┌─ TEKS BACAAN
Thursday, May 26, 2011

RASA AGAMA

Oleh: Bang Toib



BAB I
PENDAHULUAN
A.    Latar Belakang
Rasa keagamaan adalah suatu dorongan dalam jiwa yang dapat membentuk rasa percaya kepada Sang Pencipta Alam semesta dan manusia, rasa tunduk, serta dorongan taat terhadap aturan-aturan-Nya. Dari gambaran tersebut maka rasa keagamaan mengandung dua dorongan Ketuhanan dan Moral ( taat aturan ). Para ahli psikologi agama berpendapat bahwa rasa keagamaan memiliki akar kejiwaan yang bersifat bawaan ( innate ) dan berkembang yang dipengaruhi oleh faktol eksternal.[1]
Masa Remaja adalah keadaan suatu fase perkembangan yang merupakan masa transisi dari masa kanak-kanak ke masa dewasa dan dari masa tanpa identitas ke masa memiliki identitas diri. Pada fase perkembangan ini biasanya semua aspek jiwa yang ada dalam diri akan mengalami masa transisi yang akan ditandai dengan suasana penuh dengan gejolak. Maka tidak aneh jika pada masa remaja banyak yang melakukan perbuatan yang menyimpang ( Negative ). Artinya, bahwa perkembangan rasa agama usia remaja pun mengalami masa atau suasana transisi yaitu situa keagamaan yang berada dalam perjalanan menuju kedewasaan rasa keagamaan, yang nantinya dapat menumbuhkan rasa tanggung jawab serta menjadikan rasa agama sebagai dasar filsafat hidup.
└─
┌─ BLOK DATA
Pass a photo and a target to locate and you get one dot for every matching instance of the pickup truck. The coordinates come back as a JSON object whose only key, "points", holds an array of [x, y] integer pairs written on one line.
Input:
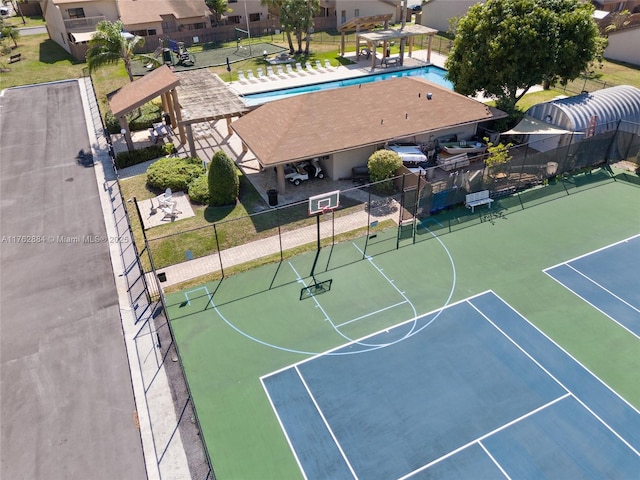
└─
- YANG DIKERJAKAN -
[a] Jawablah pertanyaan berikut berdasarkan teks bacaan tentang rasa agama.
(i) Dua dorongan apa yang dikandung oleh rasa keagamaan?
(ii) Menurut para ahli psikologi agama, bagaimana sifat akar kejiwaan rasa keagamaan?
(iii) Masa remaja disebut sebagai masa transisi dari apa ke apa?
[b] Lanjutkan teks bacaan tentang rasa agama pada usia remaja mulai dari kalimat terakhirnya.

- JAWABAN TERTULIS -
[a]
(i) Rasa keagamaan mengandung dorongan Ketuhanan dan dorongan Moral (taat aturan).
(ii) Akar kejiwaan rasa keagamaan bersifat bawaan (innate) dan berkembang karena pengaruh faktor eksternal.
(iii) Masa remaja adalah transisi dari masa kanak-kanak ke masa dewasa, serta dari masa tanpa identitas ke masa memiliki identitas diri.

[b]
Namun, fenomena yang terjadi di masyarakat banyak remaja yang mempunyai rasa agama yang pendek atau minim dan banyak kenakalan yang dilakukan oleh kalangan remaja yang sedang mengalami suasana gejolak. Hal inilah yang seharusnya menjadi perhatian dalam dunia pendidikan karena ini adalah sebuah problematika yang harus diselesaikan jalan keluarnya, dan khususnya pada pendidikan agama islam yang notabene sebagai upaya yang sadar dan sistematis untuk mengembangkan potensi rasa agama yang ada dalam diri manusia, sehingga nanti akan terbentuk karakter yang mempunyai rasa agama yang kuat.
Dengan pertimbangan inilah, maka penulis sebagai mahasiswa pendidikan agama islam tertarik untuk mengkaji problem ini. Sehingga penulis tertarik untuk menulis sebuah makalah yang betemakan tentang Rasa Agama Usia Remaja dan Implikasinya Dalam Pendidikan Agama Islam. Dan besar harapan penulis dengan terselesaikannya makalah ini dapat bermanfaat bagi para pembaca dan penulis sendiri. Sehingga kita semua nantinya dapat mendidik anak-anak kita dalam jalan yang baik dan positif. “Tak ada gading yang tak retak” penulis yakin pastinya dalam sebuah penulisan makalah ini masih terdapat banyak kesalahan dan kekurangan baik dari segi penulisan maupun pembahasannya yang kurang baik. Maka dari itu penulis membuka dengan lebar-lebar atas kritik dan saran yang diberikan kepada kami. Harapannya kritik dan saran ini akan menjadi pembelajaran agar kami semua lebih baik lagi.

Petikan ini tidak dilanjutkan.